**What is expected:**
Find every line in the items below that contains the word "holding" and copy each of those lines. Case counts.

:: Supplied data

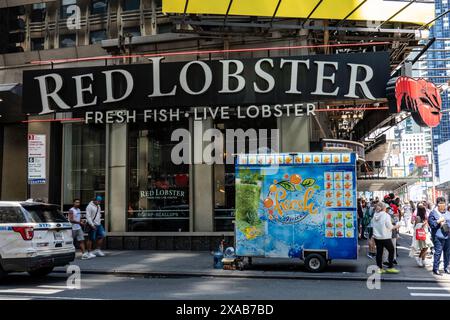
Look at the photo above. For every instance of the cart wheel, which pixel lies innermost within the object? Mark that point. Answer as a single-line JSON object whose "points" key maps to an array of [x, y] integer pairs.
{"points": [[315, 262]]}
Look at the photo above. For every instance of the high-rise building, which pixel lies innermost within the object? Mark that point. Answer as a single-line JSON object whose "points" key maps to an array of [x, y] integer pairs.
{"points": [[437, 65]]}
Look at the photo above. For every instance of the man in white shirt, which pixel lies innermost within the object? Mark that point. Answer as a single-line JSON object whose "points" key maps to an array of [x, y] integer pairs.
{"points": [[77, 230], [96, 231]]}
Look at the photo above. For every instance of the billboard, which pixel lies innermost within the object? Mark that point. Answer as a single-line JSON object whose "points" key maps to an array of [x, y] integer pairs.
{"points": [[195, 83], [373, 10], [290, 203], [444, 162]]}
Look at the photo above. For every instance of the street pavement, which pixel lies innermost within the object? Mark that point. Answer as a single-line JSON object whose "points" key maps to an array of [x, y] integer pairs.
{"points": [[192, 263], [23, 287], [190, 275]]}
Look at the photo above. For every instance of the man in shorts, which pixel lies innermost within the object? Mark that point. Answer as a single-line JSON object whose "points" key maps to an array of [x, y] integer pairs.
{"points": [[77, 228], [96, 231]]}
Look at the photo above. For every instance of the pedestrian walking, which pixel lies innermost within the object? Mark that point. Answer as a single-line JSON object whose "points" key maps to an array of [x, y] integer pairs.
{"points": [[77, 229], [364, 222], [95, 229], [367, 221], [382, 233], [408, 209], [360, 217], [394, 237], [421, 240], [439, 221]]}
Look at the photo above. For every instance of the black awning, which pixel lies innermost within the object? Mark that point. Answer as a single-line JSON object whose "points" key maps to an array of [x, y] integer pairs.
{"points": [[11, 103]]}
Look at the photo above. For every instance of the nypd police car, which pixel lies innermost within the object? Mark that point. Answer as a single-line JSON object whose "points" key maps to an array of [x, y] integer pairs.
{"points": [[34, 238]]}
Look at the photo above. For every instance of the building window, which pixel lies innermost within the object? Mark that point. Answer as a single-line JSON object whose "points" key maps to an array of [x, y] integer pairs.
{"points": [[67, 40], [65, 11], [97, 36], [84, 163], [134, 31], [158, 188], [38, 12], [128, 5], [37, 44], [99, 6], [165, 28]]}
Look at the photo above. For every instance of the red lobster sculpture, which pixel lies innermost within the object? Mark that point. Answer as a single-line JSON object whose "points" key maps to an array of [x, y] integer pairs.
{"points": [[422, 98]]}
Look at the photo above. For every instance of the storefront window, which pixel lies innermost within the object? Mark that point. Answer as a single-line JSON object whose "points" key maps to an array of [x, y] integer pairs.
{"points": [[84, 163], [158, 188], [67, 40], [97, 36], [224, 174], [65, 5], [134, 31], [37, 44], [99, 6]]}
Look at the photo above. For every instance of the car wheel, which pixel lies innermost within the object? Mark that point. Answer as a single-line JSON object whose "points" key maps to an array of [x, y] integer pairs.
{"points": [[315, 262], [41, 272]]}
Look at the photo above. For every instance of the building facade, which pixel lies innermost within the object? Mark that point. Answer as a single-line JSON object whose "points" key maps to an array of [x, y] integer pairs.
{"points": [[150, 201], [437, 69]]}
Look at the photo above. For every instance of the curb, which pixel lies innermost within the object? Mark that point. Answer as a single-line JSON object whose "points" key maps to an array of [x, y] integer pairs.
{"points": [[169, 274]]}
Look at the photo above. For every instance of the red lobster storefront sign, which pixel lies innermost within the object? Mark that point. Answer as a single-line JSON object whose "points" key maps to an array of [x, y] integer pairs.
{"points": [[420, 97]]}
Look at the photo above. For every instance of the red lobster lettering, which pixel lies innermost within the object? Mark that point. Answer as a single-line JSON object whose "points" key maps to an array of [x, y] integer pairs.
{"points": [[422, 98]]}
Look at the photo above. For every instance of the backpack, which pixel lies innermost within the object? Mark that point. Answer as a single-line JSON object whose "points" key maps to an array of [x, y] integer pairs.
{"points": [[368, 215]]}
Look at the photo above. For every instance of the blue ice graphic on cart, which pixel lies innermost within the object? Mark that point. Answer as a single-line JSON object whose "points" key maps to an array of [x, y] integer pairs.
{"points": [[290, 203]]}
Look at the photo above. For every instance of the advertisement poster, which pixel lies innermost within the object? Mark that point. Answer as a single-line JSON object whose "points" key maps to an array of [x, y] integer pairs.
{"points": [[36, 159], [288, 203]]}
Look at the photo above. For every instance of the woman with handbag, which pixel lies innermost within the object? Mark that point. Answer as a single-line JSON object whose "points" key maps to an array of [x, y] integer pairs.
{"points": [[422, 238], [439, 221]]}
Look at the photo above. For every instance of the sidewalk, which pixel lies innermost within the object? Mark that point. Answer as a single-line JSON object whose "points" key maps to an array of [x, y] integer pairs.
{"points": [[200, 264]]}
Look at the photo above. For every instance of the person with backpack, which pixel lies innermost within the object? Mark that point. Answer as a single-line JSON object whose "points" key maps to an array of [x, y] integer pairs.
{"points": [[439, 221], [367, 223], [96, 232]]}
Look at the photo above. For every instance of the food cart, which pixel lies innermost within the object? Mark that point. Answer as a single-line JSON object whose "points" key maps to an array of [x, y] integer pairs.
{"points": [[297, 205]]}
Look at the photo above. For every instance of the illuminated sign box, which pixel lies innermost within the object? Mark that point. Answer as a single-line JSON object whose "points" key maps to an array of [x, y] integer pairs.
{"points": [[373, 10]]}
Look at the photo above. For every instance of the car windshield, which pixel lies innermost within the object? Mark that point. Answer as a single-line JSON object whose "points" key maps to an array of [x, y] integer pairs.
{"points": [[43, 214]]}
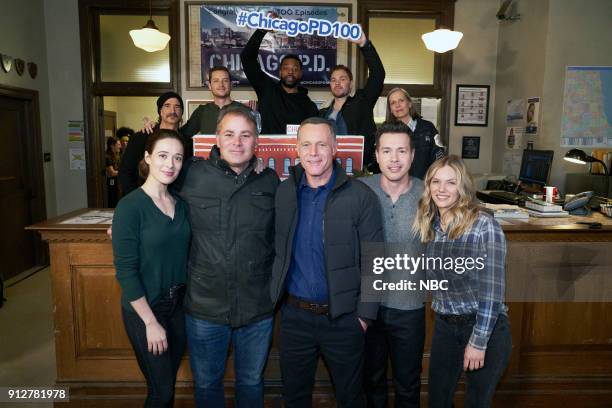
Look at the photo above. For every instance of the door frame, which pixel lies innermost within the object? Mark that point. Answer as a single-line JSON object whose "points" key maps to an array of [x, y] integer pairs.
{"points": [[34, 162]]}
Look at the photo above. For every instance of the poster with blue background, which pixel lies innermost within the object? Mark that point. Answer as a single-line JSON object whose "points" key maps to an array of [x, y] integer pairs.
{"points": [[221, 42]]}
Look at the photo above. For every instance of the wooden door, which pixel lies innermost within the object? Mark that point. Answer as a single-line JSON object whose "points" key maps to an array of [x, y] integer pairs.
{"points": [[21, 198]]}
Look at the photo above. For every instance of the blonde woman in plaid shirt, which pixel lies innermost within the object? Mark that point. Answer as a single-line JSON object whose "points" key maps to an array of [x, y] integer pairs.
{"points": [[471, 332]]}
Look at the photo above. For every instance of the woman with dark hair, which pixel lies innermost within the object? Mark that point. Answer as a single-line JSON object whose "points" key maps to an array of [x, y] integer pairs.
{"points": [[151, 236], [113, 155], [424, 133], [471, 332]]}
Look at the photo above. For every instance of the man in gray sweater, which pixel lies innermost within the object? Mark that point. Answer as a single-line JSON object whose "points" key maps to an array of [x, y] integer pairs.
{"points": [[399, 330]]}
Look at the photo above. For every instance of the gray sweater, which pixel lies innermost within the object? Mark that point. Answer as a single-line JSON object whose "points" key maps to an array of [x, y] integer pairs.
{"points": [[399, 239]]}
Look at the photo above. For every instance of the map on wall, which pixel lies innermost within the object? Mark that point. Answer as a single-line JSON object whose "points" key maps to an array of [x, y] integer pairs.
{"points": [[587, 107]]}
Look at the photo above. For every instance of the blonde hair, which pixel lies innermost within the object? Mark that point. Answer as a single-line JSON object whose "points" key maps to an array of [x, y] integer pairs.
{"points": [[412, 111], [461, 216]]}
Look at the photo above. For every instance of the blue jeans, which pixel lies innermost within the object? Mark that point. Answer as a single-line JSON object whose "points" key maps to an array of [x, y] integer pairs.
{"points": [[208, 348], [446, 363], [399, 334]]}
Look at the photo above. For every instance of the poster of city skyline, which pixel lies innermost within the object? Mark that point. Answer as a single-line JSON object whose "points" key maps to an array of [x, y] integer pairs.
{"points": [[219, 41]]}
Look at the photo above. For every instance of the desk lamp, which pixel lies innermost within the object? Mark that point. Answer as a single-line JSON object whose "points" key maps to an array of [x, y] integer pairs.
{"points": [[580, 157]]}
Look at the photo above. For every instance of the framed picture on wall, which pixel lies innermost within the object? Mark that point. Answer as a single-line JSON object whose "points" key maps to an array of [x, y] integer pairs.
{"points": [[472, 107], [213, 38], [470, 148]]}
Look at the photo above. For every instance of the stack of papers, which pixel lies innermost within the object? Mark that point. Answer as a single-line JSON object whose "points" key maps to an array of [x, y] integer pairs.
{"points": [[501, 211], [539, 208]]}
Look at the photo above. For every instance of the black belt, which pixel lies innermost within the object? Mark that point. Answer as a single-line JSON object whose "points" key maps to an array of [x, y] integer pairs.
{"points": [[458, 319], [316, 308], [176, 292]]}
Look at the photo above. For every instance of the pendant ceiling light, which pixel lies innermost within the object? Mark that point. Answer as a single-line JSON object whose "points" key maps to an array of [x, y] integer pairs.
{"points": [[149, 38], [442, 40]]}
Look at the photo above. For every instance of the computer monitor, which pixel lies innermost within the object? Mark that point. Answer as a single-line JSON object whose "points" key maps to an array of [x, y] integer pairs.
{"points": [[535, 166]]}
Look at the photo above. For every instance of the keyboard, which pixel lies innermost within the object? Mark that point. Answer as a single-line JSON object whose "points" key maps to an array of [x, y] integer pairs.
{"points": [[507, 196]]}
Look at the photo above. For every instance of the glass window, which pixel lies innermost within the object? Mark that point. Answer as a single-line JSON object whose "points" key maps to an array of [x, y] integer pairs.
{"points": [[121, 61], [406, 61]]}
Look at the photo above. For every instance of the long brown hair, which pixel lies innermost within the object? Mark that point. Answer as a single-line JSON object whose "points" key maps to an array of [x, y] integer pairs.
{"points": [[156, 136], [461, 216]]}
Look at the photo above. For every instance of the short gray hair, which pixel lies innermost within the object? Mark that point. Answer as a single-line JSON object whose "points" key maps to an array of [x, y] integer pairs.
{"points": [[316, 120], [243, 112]]}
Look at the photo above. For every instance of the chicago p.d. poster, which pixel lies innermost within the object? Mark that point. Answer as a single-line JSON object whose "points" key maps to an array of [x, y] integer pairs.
{"points": [[215, 39]]}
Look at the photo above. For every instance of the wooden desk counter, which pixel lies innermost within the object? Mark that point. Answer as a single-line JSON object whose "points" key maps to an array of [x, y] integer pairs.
{"points": [[562, 352]]}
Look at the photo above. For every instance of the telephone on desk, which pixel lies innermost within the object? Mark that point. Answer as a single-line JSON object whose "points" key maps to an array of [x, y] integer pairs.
{"points": [[577, 205], [503, 191]]}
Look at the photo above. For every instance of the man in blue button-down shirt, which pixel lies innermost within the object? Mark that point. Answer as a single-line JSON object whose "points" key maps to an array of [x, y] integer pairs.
{"points": [[322, 218], [307, 278]]}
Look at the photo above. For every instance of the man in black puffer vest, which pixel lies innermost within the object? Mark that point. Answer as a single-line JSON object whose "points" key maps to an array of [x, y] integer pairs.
{"points": [[322, 218]]}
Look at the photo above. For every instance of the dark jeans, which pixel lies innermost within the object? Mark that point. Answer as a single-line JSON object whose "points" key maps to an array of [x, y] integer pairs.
{"points": [[303, 336], [401, 334], [208, 348], [159, 370], [446, 363]]}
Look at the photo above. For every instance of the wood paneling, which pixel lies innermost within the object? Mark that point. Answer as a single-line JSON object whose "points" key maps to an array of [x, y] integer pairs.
{"points": [[562, 352]]}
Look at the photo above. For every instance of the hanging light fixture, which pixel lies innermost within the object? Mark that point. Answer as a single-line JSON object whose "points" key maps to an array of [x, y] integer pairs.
{"points": [[149, 38], [442, 40]]}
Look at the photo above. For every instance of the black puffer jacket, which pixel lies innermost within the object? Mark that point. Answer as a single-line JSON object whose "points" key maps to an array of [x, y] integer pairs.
{"points": [[426, 151], [352, 217], [358, 110], [231, 255]]}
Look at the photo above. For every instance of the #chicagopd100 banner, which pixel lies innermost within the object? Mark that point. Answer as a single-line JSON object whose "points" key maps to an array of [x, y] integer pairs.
{"points": [[216, 39]]}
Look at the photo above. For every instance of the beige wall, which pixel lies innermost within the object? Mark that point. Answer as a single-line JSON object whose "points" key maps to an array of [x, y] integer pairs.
{"points": [[22, 30], [579, 33], [475, 63], [532, 57], [131, 109], [65, 96], [518, 59]]}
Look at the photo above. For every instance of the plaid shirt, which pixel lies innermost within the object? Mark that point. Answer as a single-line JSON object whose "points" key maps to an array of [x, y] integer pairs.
{"points": [[477, 291]]}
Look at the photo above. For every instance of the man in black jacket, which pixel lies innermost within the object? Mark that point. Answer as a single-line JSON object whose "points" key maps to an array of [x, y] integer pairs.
{"points": [[354, 115], [322, 218], [231, 210], [280, 103]]}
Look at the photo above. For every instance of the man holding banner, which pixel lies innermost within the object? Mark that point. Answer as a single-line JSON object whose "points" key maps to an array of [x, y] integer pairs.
{"points": [[353, 115], [280, 103]]}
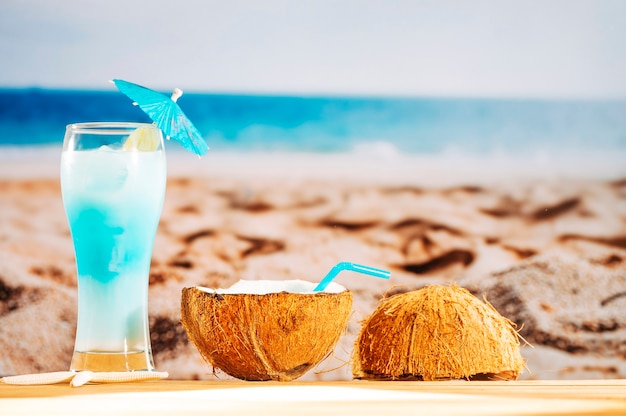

::::

**Answer below:**
Look at the photo above. For every instance of the man holding banner, which pixel lies innermost within the object? Mark that point. Answer as a single-line JSON object whose "points" key maps to an array of [x, y] integer pairs.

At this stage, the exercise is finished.